▸ **What needs to be done**: Every entry must be output exactly as it is written.

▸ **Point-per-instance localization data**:

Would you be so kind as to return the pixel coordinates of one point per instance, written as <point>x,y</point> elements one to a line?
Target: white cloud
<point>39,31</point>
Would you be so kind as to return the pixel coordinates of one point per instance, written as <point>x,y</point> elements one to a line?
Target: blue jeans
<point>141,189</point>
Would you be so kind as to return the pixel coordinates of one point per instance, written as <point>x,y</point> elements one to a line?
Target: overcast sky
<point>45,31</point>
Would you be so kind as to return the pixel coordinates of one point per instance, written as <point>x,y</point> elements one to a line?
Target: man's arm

▸ **Task solution**:
Would you be so kind as to return the pixel coordinates of one point per instance, written as <point>x,y</point> elements one to a line?
Target: white cloud
<point>39,31</point>
Would you be so kind as to return the pixel coordinates of one point per instance, written as <point>x,y</point> elements one to a line?
Target: blue jeans
<point>141,189</point>
Would you be so kind as to return the pixel coordinates of one point per instance, written as <point>x,y</point> elements one to a line?
Target: overcast sky
<point>45,31</point>
Would you be so kind as to return the pixel coordinates of one point per instance, written as <point>x,y</point> elements one to a line?
Target: man's arm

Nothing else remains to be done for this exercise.